Reproduce the listing below word for word, from its first line through the line with "[(249, 821)]", both included, and leave the pictures out.

··· Extracted data

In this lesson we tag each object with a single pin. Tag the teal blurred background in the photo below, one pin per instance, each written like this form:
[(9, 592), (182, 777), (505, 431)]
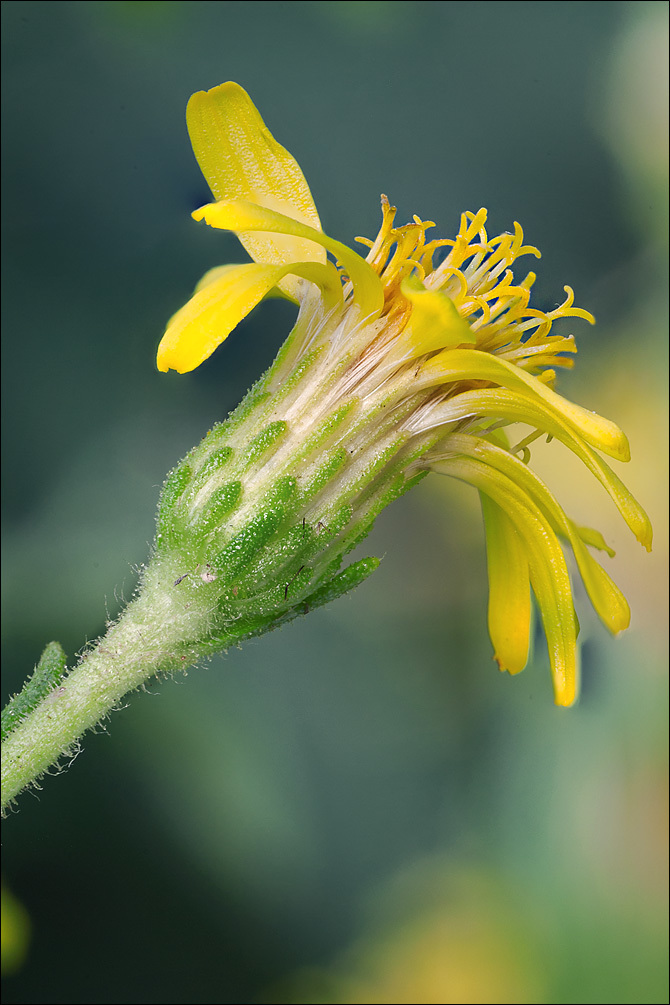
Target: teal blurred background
[(359, 808)]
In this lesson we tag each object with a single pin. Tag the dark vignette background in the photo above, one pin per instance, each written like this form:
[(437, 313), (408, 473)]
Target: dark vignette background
[(249, 821)]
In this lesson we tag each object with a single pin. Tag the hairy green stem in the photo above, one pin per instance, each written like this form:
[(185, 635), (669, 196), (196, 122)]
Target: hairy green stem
[(149, 638)]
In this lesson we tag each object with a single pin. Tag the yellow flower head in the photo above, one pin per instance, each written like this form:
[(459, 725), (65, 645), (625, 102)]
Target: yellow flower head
[(428, 362)]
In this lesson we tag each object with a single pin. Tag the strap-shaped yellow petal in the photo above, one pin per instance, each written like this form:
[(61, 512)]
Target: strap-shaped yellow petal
[(469, 364), (508, 589), (607, 598), (240, 159), (221, 302), (513, 407), (548, 574), (242, 216), (435, 322)]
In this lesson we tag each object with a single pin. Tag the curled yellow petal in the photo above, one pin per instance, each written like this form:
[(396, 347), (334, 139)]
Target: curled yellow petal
[(546, 564), (508, 589), (242, 216), (510, 406), (224, 296), (435, 322), (240, 159), (608, 600), (468, 364)]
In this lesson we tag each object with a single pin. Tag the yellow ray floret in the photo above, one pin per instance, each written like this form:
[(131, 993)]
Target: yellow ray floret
[(436, 357)]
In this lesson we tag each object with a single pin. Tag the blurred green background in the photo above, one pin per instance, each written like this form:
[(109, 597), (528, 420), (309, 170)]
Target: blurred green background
[(359, 808)]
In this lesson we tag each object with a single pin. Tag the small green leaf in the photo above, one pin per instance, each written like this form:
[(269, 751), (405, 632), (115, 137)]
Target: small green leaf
[(47, 674), (347, 580)]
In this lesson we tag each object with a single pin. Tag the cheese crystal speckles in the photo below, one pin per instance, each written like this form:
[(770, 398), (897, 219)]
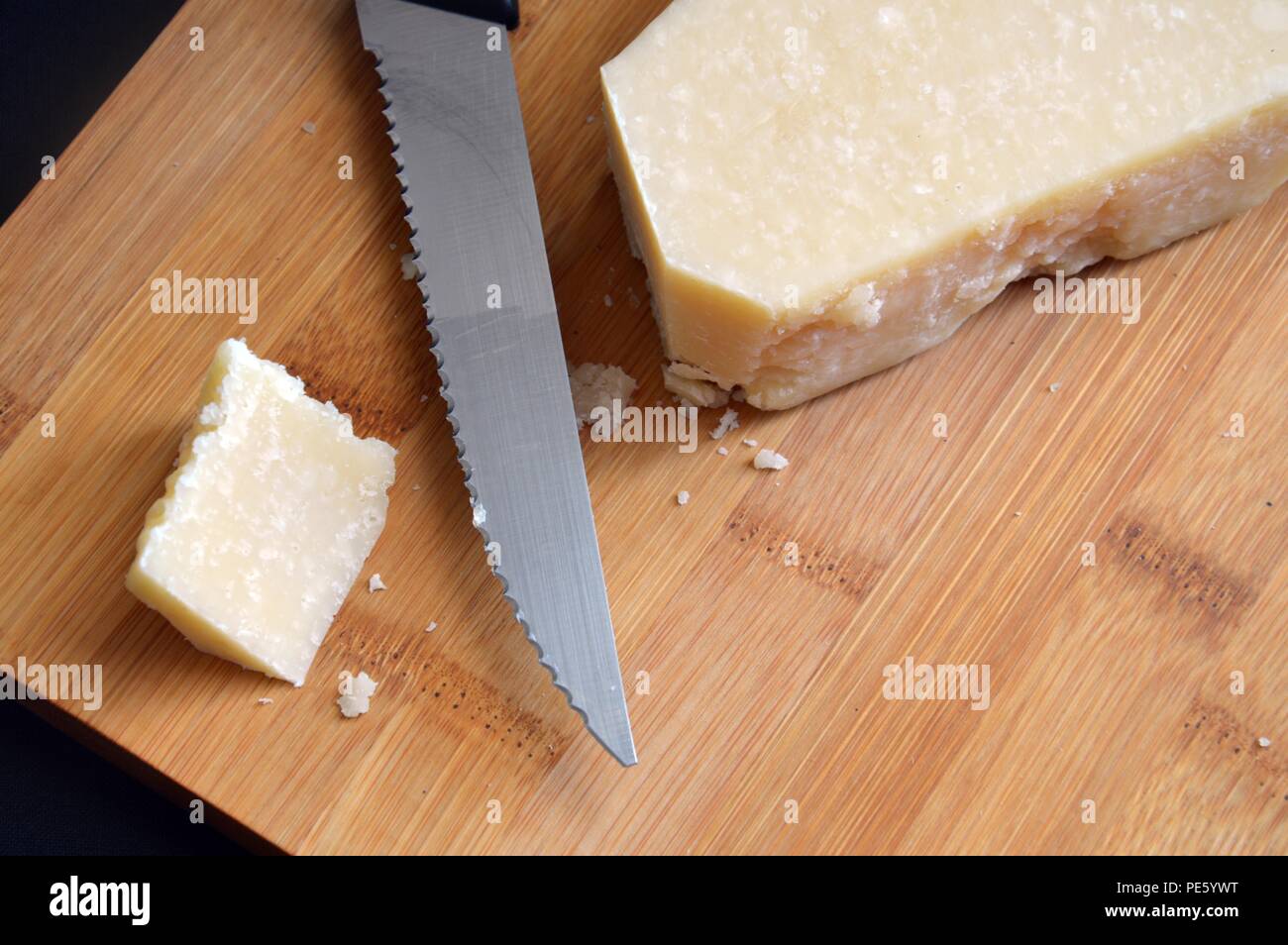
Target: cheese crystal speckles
[(822, 188), (267, 520)]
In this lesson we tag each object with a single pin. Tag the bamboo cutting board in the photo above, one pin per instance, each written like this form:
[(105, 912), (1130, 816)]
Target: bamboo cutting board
[(755, 687)]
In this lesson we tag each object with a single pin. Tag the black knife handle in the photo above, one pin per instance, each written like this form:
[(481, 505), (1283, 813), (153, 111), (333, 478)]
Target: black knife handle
[(505, 12)]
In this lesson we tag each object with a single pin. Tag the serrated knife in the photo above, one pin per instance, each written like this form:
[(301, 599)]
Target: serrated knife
[(463, 161)]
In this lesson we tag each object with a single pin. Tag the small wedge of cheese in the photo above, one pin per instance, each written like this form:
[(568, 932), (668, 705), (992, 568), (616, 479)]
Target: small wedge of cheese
[(266, 522), (822, 188)]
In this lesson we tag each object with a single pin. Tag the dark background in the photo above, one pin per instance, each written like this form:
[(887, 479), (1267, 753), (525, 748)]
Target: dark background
[(59, 59)]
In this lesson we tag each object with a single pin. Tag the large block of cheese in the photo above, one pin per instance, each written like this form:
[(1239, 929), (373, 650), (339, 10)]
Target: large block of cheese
[(822, 188), (266, 522)]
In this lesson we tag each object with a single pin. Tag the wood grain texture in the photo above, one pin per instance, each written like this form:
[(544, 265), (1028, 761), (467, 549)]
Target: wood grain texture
[(1109, 682)]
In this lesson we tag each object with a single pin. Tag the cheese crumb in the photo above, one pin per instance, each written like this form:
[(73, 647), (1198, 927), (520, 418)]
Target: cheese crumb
[(768, 459), (357, 700), (728, 421), (597, 385)]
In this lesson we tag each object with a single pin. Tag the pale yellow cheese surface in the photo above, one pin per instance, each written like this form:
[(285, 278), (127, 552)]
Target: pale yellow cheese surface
[(820, 188), (266, 522)]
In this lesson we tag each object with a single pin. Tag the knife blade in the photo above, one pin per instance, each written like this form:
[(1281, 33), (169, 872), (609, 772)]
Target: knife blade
[(463, 161)]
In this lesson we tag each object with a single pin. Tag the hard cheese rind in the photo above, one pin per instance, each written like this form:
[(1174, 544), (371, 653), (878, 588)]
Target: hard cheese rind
[(266, 522), (820, 189)]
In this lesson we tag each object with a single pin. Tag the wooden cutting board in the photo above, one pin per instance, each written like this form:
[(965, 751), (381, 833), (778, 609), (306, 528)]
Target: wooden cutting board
[(755, 686)]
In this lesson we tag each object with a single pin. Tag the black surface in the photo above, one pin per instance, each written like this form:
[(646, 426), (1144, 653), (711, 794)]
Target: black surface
[(59, 60), (505, 12), (56, 797)]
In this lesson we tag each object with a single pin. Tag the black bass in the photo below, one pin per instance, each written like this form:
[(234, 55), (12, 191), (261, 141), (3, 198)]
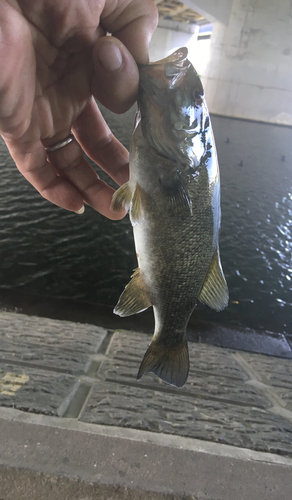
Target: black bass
[(173, 197)]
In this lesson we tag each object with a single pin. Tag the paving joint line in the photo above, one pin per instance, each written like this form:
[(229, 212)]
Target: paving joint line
[(183, 393)]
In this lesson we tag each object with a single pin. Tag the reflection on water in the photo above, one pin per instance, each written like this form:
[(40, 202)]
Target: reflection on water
[(49, 251)]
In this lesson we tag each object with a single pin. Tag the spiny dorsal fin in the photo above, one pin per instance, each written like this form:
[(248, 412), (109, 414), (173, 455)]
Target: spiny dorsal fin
[(136, 208), (214, 292), (134, 298), (170, 362), (121, 198)]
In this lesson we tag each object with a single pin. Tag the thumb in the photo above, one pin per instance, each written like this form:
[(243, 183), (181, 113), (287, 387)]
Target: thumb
[(116, 76)]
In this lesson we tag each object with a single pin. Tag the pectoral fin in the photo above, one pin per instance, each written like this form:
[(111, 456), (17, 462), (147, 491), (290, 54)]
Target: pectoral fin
[(134, 298), (122, 198), (136, 208), (179, 201), (126, 197), (214, 292)]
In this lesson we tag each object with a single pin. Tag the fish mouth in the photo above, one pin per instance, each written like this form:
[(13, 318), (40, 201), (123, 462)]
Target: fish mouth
[(169, 72)]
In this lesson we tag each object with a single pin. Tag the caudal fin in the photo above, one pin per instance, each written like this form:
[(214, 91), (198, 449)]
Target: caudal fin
[(168, 362)]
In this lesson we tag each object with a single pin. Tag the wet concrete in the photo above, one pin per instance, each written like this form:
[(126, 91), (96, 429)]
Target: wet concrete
[(73, 416)]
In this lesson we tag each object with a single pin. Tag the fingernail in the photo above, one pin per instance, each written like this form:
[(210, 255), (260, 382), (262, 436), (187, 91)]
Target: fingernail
[(110, 56), (80, 211)]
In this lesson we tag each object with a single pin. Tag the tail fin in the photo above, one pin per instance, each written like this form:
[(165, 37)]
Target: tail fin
[(168, 362)]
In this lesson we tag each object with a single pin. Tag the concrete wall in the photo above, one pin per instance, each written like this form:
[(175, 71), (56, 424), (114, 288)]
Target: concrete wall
[(169, 36), (213, 10), (249, 70)]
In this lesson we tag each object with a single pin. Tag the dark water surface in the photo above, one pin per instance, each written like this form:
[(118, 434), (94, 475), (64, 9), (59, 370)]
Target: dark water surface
[(48, 251)]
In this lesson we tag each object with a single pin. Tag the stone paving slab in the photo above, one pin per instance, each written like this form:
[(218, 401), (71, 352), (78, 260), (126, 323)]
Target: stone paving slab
[(48, 344), (127, 406), (33, 390), (213, 371)]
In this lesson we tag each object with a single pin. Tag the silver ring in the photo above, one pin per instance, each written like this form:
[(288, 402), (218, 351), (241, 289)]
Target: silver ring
[(60, 144)]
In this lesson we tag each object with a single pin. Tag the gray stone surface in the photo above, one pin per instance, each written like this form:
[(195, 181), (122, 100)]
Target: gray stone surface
[(62, 368), (46, 343), (33, 390)]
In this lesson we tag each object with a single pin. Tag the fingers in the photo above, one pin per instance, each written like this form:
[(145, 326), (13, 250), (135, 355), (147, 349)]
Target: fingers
[(116, 76), (67, 179), (133, 23), (98, 142)]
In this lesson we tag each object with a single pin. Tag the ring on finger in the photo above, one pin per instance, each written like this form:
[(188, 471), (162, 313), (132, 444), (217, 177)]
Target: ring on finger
[(60, 144)]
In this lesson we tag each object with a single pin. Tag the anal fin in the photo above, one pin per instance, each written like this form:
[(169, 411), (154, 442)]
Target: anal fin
[(214, 292), (134, 298), (169, 361)]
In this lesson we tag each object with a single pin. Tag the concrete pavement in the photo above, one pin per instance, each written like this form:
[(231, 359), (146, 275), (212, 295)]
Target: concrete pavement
[(74, 423)]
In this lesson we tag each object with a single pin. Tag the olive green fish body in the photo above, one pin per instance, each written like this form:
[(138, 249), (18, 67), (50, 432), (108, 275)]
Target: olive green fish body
[(174, 199)]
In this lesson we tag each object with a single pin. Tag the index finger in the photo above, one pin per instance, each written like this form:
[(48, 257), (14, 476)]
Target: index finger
[(133, 24)]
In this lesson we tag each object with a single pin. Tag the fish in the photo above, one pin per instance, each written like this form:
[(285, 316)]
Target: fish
[(173, 199)]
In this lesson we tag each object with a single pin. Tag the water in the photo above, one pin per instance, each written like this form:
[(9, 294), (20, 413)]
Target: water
[(46, 250)]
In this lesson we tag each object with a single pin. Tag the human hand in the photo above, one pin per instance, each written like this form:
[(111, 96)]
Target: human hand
[(55, 56)]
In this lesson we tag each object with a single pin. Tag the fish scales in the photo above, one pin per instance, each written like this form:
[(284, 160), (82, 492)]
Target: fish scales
[(173, 196)]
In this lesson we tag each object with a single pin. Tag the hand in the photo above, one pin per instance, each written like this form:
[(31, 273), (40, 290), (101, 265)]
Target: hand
[(55, 56)]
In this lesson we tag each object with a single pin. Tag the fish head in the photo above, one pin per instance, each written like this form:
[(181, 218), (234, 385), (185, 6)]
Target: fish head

······

_Written answer_:
In this lesson we tag each object with a single pin. Tag the teal blurred background in the photo below, one pin per instance, each written like this form:
[(9, 592), (182, 777), (505, 431)]
Target: teal blurred background
[(359, 808)]
In this lesson we tag each object with a single pin. Tag the dark vignette background in the photo above, one pin per instance, each written like this form:
[(437, 313), (408, 473)]
Target: dark vignette background
[(249, 821)]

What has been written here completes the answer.